__READING TEXT__:
NEW YORK/LONDON (Reuters) - The dollar slid and global equity markets rose on Tuesday on bets of increased stimulus if Joe Biden wins the U.S. presidential election against President Donald Trump, but gold prices edged higher on the potential for contested voting results.
The former Democratic vice president is expected to boost stimulus spending and be less-combative on trade, which would lift other currencies at the dollar’s expense.
Biden has held a strong lead in national polls, but Republican Trump is close enough in swing states possibly to gain the 270 Electoral College votes needed to retain the presidency.
“Asset classes are to a certain degree behaving as if Biden’s going to win and the Democrats are going to take the Senate,” said Marvin Loh, senior global macro strategist at State Street. “Maybe the market is getting comfortable with a blue wave. I’m not convinced that’s the case.”
The strong equity rally the past two days would indicate something has become more definitive, yet the election outcome may be days if not longer away, Loh said.
Phil Orlando, chief equity market strategist at Federated Hermes in New York, said Biden will overwhelmingly win the popular vote, but the election is likely to be contested.
While economic data suggests the economy has done well under Trump, “the Senate is more important than the presidency in terms of the stock market,” Orlando said.
Investors hedged their bets, seeking the safety of safe-haven gold, which also can rally due to a weaker dollar. Stocks rose on Wall Street and in Europe on hopes for more fiscal stimulus to combat a growing coronavirus pandemic.

__RECORDS PROVIDED__:
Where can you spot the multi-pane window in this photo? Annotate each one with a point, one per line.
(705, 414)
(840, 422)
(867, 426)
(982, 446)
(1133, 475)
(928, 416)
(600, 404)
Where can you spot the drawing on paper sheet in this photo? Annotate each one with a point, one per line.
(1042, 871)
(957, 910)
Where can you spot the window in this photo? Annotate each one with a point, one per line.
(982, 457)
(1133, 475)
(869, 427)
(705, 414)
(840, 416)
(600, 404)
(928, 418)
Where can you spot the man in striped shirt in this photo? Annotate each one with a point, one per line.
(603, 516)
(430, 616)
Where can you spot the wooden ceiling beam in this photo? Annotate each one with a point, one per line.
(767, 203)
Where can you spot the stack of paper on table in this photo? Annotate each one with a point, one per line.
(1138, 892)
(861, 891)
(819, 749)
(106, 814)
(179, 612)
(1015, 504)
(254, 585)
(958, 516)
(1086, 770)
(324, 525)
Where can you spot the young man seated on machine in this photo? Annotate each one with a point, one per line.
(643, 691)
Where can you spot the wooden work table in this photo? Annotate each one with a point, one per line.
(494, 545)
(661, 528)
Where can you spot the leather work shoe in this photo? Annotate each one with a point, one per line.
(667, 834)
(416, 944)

==

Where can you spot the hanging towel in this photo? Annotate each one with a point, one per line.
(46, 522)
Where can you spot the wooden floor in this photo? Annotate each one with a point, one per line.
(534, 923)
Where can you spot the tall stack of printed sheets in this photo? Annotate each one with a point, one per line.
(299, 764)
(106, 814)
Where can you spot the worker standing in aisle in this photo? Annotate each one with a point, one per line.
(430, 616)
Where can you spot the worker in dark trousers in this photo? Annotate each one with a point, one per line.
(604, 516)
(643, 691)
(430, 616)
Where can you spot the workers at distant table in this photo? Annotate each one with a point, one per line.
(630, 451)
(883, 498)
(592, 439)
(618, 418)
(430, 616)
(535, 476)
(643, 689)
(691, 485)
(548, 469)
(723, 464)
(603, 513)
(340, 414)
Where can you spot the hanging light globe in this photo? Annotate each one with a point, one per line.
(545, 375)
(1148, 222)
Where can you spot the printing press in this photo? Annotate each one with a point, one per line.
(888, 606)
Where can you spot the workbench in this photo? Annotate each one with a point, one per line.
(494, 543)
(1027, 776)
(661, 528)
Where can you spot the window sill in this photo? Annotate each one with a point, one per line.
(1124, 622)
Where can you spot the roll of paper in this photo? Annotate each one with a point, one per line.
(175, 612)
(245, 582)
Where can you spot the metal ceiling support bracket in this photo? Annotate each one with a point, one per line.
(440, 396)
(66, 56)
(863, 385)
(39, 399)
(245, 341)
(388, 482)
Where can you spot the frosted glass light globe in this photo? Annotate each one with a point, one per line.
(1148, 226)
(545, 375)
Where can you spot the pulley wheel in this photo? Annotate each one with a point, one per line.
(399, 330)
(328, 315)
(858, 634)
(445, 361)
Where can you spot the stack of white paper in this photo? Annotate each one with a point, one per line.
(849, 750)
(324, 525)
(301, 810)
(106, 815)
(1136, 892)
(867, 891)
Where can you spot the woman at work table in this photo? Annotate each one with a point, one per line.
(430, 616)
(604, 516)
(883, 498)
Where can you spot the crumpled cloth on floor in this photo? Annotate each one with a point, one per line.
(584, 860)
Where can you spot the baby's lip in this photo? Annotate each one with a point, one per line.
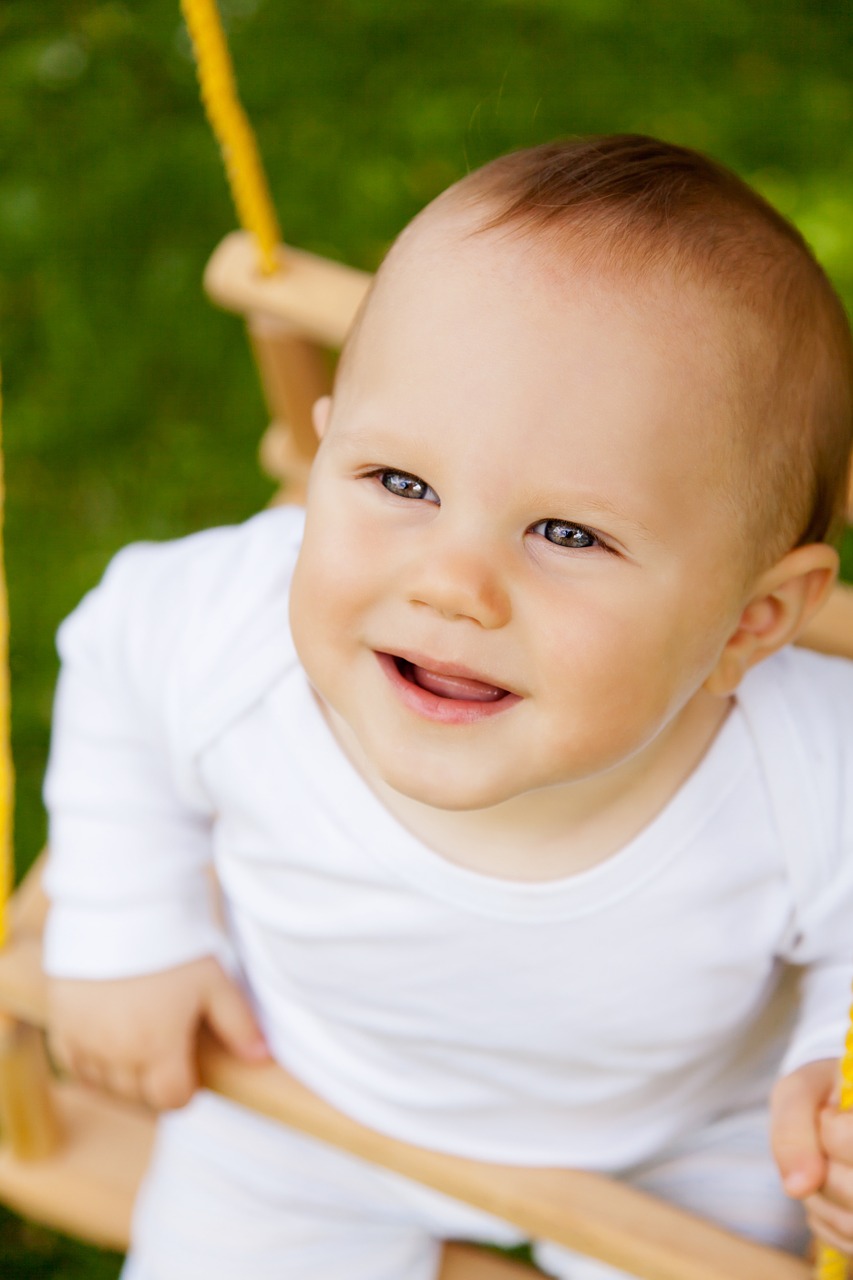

* * *

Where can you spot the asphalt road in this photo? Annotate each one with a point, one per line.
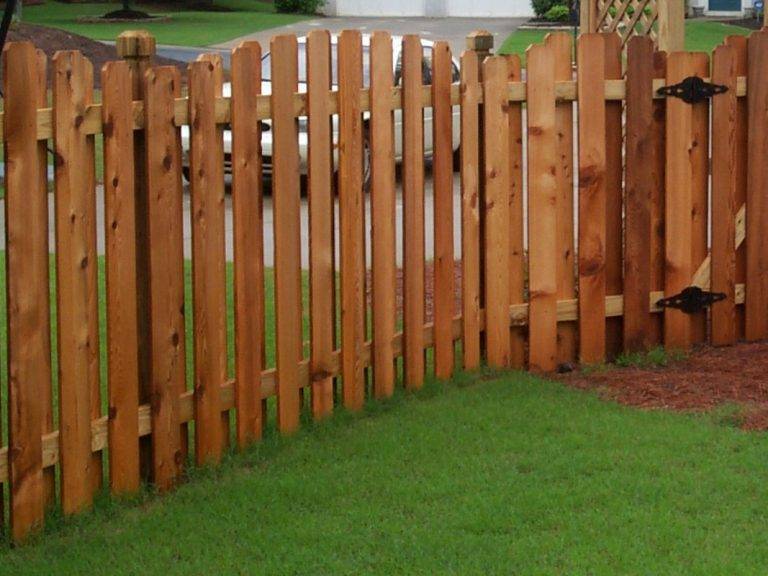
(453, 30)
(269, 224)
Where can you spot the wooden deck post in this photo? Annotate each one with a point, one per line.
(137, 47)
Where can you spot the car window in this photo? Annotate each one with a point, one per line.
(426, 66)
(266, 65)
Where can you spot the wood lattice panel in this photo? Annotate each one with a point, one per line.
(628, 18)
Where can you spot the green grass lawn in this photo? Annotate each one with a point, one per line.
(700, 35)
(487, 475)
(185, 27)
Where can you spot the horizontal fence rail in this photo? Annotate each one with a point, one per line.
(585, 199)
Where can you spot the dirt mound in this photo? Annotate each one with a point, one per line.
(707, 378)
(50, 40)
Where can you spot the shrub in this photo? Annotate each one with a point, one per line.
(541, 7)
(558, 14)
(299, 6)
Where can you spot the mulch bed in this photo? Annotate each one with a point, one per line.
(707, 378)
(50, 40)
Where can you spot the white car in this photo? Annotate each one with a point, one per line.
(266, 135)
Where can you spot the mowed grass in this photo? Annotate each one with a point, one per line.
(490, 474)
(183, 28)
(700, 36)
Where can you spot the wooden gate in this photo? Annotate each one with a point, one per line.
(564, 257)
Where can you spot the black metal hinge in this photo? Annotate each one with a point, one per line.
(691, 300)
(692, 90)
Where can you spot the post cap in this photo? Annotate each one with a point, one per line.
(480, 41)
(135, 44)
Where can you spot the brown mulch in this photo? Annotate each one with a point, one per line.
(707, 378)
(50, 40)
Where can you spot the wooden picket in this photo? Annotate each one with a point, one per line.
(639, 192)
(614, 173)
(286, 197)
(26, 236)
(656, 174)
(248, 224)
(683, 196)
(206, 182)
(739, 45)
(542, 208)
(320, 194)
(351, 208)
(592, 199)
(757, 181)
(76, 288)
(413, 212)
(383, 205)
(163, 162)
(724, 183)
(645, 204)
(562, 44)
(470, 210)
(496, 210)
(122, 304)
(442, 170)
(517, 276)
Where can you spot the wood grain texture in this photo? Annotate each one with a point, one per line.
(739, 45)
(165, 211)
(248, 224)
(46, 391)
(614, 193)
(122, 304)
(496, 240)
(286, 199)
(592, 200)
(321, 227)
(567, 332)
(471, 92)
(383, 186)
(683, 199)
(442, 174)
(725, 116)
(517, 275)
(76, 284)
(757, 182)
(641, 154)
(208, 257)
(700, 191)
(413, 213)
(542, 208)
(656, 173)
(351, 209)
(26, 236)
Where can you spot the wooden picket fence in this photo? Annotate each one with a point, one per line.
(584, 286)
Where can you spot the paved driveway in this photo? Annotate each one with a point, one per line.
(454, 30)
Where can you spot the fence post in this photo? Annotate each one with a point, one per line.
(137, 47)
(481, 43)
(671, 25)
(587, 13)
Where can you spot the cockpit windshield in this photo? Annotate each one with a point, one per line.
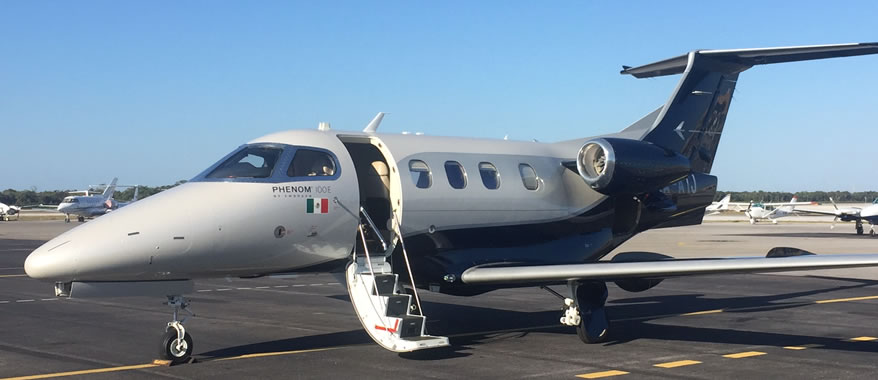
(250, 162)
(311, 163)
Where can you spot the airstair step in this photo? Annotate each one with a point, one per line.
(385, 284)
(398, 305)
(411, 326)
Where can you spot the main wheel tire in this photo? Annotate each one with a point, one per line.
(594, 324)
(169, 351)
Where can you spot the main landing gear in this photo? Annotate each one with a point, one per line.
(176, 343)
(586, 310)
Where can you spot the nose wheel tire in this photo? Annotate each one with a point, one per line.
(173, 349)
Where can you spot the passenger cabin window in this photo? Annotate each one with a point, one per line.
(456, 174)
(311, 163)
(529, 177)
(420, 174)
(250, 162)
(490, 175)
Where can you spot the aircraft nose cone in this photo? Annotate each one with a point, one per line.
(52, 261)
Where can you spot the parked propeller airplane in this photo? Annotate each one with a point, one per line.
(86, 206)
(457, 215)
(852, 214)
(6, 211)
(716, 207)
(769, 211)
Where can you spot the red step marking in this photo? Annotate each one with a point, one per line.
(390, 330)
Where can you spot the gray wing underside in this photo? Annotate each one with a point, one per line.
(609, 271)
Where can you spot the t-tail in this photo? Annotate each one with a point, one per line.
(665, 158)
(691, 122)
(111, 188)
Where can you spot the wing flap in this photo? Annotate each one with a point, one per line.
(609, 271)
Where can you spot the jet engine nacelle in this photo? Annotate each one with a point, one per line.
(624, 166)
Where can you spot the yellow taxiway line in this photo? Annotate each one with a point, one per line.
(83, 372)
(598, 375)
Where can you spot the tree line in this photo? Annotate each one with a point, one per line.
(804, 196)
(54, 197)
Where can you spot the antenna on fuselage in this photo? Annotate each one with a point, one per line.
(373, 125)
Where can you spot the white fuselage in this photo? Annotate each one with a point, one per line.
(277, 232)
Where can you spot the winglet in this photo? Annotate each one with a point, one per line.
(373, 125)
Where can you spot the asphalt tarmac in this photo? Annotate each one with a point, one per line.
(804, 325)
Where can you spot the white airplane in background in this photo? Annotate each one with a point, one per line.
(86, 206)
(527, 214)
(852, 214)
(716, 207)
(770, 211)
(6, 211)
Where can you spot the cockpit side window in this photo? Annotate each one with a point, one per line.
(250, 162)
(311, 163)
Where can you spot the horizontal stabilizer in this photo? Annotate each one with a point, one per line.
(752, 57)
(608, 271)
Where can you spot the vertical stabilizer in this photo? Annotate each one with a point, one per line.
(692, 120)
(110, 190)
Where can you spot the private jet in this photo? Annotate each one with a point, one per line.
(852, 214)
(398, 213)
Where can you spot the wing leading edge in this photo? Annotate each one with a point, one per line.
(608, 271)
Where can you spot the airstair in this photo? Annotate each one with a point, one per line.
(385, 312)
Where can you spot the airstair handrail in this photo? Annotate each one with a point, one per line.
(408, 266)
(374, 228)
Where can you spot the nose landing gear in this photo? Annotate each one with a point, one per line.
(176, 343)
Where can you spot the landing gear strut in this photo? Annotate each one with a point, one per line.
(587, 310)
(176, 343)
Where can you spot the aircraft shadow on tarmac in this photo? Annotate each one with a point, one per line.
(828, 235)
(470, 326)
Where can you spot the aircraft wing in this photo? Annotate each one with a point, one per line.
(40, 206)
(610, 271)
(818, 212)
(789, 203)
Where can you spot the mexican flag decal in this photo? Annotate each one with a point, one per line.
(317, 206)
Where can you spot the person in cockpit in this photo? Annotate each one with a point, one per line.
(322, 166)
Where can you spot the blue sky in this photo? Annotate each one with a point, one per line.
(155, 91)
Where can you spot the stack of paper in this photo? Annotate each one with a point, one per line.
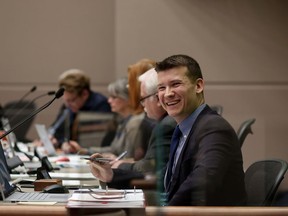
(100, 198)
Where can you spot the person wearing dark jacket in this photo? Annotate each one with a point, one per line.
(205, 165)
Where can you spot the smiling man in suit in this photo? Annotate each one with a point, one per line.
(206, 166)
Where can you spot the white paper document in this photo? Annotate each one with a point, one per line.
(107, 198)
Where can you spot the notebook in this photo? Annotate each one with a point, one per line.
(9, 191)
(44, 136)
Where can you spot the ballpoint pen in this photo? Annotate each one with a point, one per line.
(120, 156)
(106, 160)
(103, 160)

__WHAT TO DO__:
**1)** In the report on markets and the U.S. election, rewrite the stretch from "NEW YORK/LONDON (Reuters)" through "retain the presidency.", putting "battleground states" in place of "swing states".
**2)** Carry the report on markets and the U.S. election forward from the point where it stops.

__RESPONSES PER TASK__:
**1)**
NEW YORK/LONDON (Reuters) - The dollar slid and global equity markets rose on Tuesday on bets of increased stimulus if Joe Biden wins the U.S. presidential election against President Donald Trump, but gold prices edged higher on the potential for contested voting results.
The former Democratic vice president is expected to boost stimulus spending and be less-combative on trade, which would lift other currencies at the dollar’s expense.
Biden has held a strong lead in national polls, but Republican Trump is close enough in battleground states possibly to gain the 270 Electoral College votes needed to retain the presidency.

**2)**
Stocks climbed in Asia after the Reserve Bank of Australia cut interest rates to near zero and boosted its bond-buying program, a precursor to expectations the Bank of England on Thursday will also ramp up its bond purchases.
“The sole driver behind gold prices is the high likelihood that there is going to be chaos surrounding the U.S. elections, from the predictions of not having a president by tonight,” said Jeffrey Sica, founder of Circle Squared Alternative Investments.
U.S. gold futures GCv1 settled up 0.9% at $1,910.40 an ounce, while MSCI's benchmark for global equity markets .MIWD00000PUS rose 1.79% to 567.83 and Europe's broad FTSEurofirst 300 index .FTEU3 added 2.35% to 1,378.11.
On Wall Street, the Dow Jones Industrial Average .DJI rose 2.06%, the S&P 500 .SPX gained 1.78% and the Nasdaq Composite .IXIC added 1.85%.
In Europe, growth-sensitive cyclical sectors such as oil and gas .SXEP, mining .SXPP and banks .SX7P once again led therally.
Analysts said that while the mood was more upbeat on Tuesday, it remained weak at heart as European countries introduced tougher lockdowns to fight a pandemic that was set to hit their economies harder.
Investors await the outcomes of Federal Reserve and Bank of England meetings this week, which are also expected to bring more support.
“The problem with markets is that they are very binary. One day everything is hunky dory and the next day it’s the depths of despair, and so you have to tread that tightrope between the two that creates volatility,” said Michael Hewson, chief market analyst at CMC Markets.
MSCI's broadest index of Asia-Pacific shares outside Japan .MIAPJ0000PUS added 1.4% overnight. The gauge is less than 1% shy of a two-and-a-half-year high struck in mid-October and up over 5% this year, driven by a 37% rebound from China's markets since March.
Currency markets tilted toward a victory for Biden.
The dollar index fell 0.588%, with the euro up 0.61% to $1.1711. The Japanese yen strengthened 0.21% versus the greenback at 104.50 per dollar.
The 10-year U.S. Treasury note rose 4.4 basis points to 0.8925%.
Oil prices gained about 2% as financial markets staged a broad recovery despite growing concerns that surging coronavirus cases around the world would further crimp fuel demand.
Brent crude futures rose 74 cents to settle at $39.71 a barrel. U.S. crude futures settled up 85 cents at $37.66 a barrel.